--- PROVIDED MATERIAL ---
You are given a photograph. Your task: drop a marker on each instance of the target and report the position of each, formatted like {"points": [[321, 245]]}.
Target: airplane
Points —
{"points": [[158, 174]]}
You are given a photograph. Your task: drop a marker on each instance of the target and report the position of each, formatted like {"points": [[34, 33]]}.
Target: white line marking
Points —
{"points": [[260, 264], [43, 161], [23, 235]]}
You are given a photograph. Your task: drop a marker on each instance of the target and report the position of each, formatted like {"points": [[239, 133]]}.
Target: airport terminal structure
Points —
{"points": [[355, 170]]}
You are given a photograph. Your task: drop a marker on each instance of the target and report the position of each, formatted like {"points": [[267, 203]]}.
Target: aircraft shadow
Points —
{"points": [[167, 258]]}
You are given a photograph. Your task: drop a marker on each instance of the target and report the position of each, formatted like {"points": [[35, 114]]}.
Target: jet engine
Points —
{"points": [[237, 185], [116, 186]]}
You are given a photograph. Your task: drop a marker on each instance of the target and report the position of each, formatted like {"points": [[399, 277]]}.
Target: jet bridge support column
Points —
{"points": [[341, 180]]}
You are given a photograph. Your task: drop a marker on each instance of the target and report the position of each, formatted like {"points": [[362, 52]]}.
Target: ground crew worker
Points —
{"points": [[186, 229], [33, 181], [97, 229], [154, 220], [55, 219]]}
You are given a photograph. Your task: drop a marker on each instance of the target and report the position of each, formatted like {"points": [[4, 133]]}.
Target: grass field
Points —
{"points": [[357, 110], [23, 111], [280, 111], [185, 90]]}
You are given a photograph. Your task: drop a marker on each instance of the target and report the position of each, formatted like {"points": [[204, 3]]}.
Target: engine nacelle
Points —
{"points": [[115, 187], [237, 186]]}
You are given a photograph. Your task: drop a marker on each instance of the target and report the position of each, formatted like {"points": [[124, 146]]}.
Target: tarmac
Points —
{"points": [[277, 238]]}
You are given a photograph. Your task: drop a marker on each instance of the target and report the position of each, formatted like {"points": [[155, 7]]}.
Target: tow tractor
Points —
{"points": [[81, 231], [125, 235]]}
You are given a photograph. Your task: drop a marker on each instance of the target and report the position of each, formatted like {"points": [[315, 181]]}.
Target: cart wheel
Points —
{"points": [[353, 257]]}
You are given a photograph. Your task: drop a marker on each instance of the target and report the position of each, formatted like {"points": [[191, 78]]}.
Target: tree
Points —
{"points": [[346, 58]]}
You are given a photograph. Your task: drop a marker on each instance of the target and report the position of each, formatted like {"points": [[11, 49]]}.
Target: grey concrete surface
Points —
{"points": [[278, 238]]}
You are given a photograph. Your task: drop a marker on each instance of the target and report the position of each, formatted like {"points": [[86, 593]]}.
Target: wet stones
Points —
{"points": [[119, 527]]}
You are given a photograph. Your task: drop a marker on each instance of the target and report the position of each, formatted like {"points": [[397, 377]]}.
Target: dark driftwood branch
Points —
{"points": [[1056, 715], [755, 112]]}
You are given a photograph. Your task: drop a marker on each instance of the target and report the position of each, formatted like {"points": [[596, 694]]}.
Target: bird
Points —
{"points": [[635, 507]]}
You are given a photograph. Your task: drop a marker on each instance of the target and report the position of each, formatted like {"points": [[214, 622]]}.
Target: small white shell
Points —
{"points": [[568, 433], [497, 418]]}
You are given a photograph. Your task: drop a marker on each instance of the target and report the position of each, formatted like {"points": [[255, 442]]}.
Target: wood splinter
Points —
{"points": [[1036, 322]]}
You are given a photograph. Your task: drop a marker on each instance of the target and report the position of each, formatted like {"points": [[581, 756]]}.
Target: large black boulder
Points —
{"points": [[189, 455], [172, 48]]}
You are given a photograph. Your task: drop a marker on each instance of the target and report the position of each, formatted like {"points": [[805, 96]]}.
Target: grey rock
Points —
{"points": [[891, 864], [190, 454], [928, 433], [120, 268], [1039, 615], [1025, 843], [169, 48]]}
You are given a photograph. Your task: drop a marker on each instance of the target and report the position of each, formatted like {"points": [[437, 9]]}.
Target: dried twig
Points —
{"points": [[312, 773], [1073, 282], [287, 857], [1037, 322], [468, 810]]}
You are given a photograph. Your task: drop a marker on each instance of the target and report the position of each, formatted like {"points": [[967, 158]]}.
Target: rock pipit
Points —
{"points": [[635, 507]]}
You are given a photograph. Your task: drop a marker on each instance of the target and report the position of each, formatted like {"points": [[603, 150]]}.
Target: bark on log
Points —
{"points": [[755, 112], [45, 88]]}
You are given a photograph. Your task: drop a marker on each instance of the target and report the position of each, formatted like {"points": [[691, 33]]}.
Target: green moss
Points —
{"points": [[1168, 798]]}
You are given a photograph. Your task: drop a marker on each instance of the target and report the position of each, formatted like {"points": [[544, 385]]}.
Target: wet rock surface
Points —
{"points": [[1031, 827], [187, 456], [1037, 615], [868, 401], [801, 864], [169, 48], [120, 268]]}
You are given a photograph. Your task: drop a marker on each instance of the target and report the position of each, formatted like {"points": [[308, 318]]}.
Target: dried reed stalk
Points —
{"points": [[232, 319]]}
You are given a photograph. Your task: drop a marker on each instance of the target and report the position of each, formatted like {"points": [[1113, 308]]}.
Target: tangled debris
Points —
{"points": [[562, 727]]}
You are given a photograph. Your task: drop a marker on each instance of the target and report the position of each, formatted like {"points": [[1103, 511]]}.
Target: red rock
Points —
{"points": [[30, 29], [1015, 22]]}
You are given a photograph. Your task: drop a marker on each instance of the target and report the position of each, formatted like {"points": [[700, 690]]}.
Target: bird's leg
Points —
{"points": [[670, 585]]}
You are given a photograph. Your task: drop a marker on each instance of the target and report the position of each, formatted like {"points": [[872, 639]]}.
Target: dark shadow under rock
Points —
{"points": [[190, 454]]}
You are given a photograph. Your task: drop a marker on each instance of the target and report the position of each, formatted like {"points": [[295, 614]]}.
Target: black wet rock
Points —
---
- **AIM**: Find each line in the records above that contains the word "black" and copy those lines, treating uppercase and lowercase as different.

- **CORRECT OUTPUT**:
Target: large black boulder
Target: black wet rock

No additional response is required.